OBJECTIVE →
Which lines in the material below contain the string "target"? Copy each of them in full.

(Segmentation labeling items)
_ _ _

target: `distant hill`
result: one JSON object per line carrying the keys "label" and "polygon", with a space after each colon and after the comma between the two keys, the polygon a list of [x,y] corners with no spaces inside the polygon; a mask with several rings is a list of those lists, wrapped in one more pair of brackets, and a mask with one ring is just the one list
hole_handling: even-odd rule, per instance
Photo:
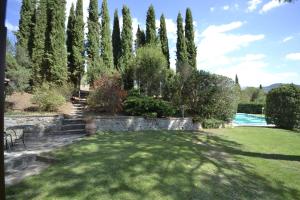
{"label": "distant hill", "polygon": [[[263,87],[263,90],[264,90],[265,92],[269,92],[269,91],[271,91],[271,90],[274,89],[274,88],[280,87],[282,84],[283,84],[283,83],[274,83],[274,84],[272,84],[272,85]],[[297,86],[300,87],[300,85],[297,85]]]}

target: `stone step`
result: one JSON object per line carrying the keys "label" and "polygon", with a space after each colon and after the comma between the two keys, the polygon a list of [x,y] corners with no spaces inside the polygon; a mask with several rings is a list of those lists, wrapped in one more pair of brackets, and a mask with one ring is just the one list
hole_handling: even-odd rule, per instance
{"label": "stone step", "polygon": [[83,130],[85,129],[85,124],[66,124],[62,126],[62,131],[68,131],[68,130]]}

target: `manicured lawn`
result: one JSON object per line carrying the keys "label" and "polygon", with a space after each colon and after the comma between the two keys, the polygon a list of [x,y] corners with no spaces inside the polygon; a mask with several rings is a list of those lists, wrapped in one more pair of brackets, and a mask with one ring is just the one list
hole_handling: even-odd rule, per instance
{"label": "manicured lawn", "polygon": [[300,199],[300,134],[267,128],[210,133],[99,133],[8,188],[8,199]]}

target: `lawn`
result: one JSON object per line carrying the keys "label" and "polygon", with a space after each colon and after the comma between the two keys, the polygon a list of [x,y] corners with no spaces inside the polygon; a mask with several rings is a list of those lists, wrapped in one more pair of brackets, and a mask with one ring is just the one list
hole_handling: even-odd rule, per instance
{"label": "lawn", "polygon": [[8,199],[300,199],[300,134],[269,128],[99,133]]}

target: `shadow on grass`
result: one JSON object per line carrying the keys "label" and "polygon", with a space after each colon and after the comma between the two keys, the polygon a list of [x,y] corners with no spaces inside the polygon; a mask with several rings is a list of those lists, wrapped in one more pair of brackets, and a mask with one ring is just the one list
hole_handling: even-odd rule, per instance
{"label": "shadow on grass", "polygon": [[269,156],[239,148],[201,133],[102,133],[57,152],[59,163],[8,188],[8,199],[299,198],[237,157]]}

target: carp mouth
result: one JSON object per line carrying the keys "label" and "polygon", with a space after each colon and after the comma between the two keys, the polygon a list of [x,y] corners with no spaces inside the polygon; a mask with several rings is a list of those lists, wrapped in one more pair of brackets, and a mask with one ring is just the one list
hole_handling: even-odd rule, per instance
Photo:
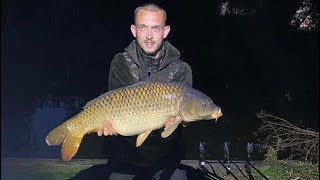
{"label": "carp mouth", "polygon": [[218,108],[214,111],[214,113],[211,115],[211,118],[215,119],[217,122],[218,118],[221,117],[223,114],[221,112],[221,108]]}

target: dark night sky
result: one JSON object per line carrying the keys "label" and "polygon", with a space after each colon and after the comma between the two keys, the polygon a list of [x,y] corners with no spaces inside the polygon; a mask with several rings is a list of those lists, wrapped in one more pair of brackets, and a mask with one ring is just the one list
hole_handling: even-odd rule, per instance
{"label": "dark night sky", "polygon": [[[6,151],[19,144],[36,98],[86,102],[107,90],[109,64],[133,40],[129,27],[140,2],[1,1]],[[220,16],[219,1],[161,2],[171,25],[168,40],[192,67],[194,87],[222,107],[221,127],[233,136],[250,134],[258,124],[255,114],[267,110],[318,129],[319,34],[290,25],[300,1],[263,1],[248,16]]]}

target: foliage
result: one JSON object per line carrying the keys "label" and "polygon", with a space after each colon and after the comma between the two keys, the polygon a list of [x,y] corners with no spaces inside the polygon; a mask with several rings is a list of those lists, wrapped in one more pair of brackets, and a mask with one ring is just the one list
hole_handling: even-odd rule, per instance
{"label": "foliage", "polygon": [[[319,164],[319,132],[297,127],[285,119],[261,111],[258,118],[262,125],[258,133],[266,138],[261,148],[268,148],[266,158],[274,161],[279,152],[288,153],[287,159],[299,159]],[[273,158],[273,159],[270,159]]]}
{"label": "foliage", "polygon": [[[319,167],[306,162],[277,160],[258,168],[264,175],[272,180],[282,179],[319,179]],[[258,173],[255,177],[261,177]]]}

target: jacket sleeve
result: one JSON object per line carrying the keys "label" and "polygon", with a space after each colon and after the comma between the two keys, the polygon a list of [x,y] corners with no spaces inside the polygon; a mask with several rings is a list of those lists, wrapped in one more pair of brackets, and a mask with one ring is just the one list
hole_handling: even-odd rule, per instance
{"label": "jacket sleeve", "polygon": [[176,74],[174,81],[182,82],[192,87],[192,69],[188,63],[181,63],[180,70]]}
{"label": "jacket sleeve", "polygon": [[114,56],[109,69],[108,89],[118,89],[133,84],[134,78],[126,63],[125,57],[119,53]]}

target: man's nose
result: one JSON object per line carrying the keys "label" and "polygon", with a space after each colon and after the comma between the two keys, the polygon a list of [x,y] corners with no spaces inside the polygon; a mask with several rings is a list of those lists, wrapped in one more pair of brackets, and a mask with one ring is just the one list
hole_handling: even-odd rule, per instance
{"label": "man's nose", "polygon": [[153,38],[153,32],[152,32],[151,28],[149,28],[148,31],[147,31],[147,38],[148,39],[152,39]]}

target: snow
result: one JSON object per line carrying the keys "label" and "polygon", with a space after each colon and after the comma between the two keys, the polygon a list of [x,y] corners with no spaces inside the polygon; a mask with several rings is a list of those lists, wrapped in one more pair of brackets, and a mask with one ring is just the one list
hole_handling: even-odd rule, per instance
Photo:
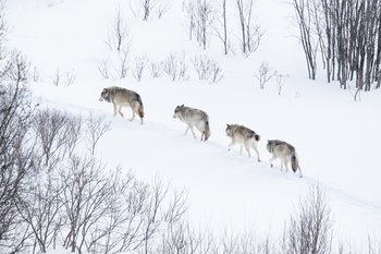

_ _ _

IN RESPONSE →
target: `distant hill`
target: `stone step`
target: `manicured lawn`
target: `lawn`
target: `shadow on grass`
target: carp mouth
target: dark night sky
target: foliage
target: jacket sleeve
target: man's nose
target: snow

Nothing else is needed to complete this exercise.